─── DOCUMENT EXCERPT ───

In 9-11, I quoted Robert Fisk’s conclusion that the “horrendous crime” of 9/11 was committed with “wickedness and awesome cruelty”, an accurate judgment. It is useful to bear in mind that the crimes could have been even worse.
Suppose, for example, that the attack had gone as far as bombing the White House, killing the president, imposing a brutal military dictatorship that killed thousands and tortured tens of thousands while establishing an international terror centre that helped impose similar torture-and-terror states elsewhere and carried out an international assassination campaign; and as an extra fillip, brought in a team of economists - call them “the Kandahar boys” - who quickly drove the economy into one of the worst depressions in its history. That, plainly, would have been a lot worse than 9/11.
Unfortunately, it is not a thought experiment. It happened. The only inaccuracy in this brief account is that the numbers should be multiplied by 25 to yield per capita equivalents, the appropriate measure. I am, of course, referring to what in Latin America is often called “the first 9/11”: September 11, 1973, when the US succeeded in its intensive efforts to overthrow the democratic government of Salvador Allende in Chile with a military coup that placed General Pinochet’s brutal regime in office. The goal, in the words of the Nixon administration, was to kill the “virus” that might encourage all those “foreigners [who] are out to screw us” to take over their own resources and in other ways to pursue an intolerable policy of independent development. In the background was the conclusion of the National Security Council that, if the US could not control Latin America, it could not expect “to achieve a successful order elsewhere in the world”.

─── DATASET ENTRIES ───

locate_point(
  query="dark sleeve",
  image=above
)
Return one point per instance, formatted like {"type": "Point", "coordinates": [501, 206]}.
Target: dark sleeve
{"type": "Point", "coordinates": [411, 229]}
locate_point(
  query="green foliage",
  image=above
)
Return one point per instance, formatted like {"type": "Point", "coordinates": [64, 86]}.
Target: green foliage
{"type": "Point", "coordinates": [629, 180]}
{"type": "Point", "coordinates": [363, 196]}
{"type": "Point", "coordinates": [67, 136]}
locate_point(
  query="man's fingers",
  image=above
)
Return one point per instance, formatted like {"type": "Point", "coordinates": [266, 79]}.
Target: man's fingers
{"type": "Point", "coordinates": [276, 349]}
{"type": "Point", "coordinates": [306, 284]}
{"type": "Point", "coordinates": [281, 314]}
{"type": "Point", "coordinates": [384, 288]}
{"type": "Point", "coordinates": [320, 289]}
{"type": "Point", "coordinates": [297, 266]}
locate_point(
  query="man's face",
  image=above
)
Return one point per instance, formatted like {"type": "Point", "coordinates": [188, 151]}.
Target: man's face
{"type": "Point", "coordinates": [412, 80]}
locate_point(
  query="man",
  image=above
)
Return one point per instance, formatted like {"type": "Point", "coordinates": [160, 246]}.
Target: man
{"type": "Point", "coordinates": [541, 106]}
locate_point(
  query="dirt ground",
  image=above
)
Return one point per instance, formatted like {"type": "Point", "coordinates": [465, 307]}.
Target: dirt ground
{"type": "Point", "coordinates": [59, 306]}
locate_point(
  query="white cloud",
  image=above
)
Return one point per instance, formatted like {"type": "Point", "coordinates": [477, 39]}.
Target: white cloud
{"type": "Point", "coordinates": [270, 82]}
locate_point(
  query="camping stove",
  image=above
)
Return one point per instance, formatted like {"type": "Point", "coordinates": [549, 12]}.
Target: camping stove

───

# PROMPT:
In the passage about "the first 9/11," by what number should the figures in the hypothetical account be multiplied to give per capita equivalents? The items have no connection to the passage about "the first 9/11."

# RESULT OF THE EXERCISE:
By 25.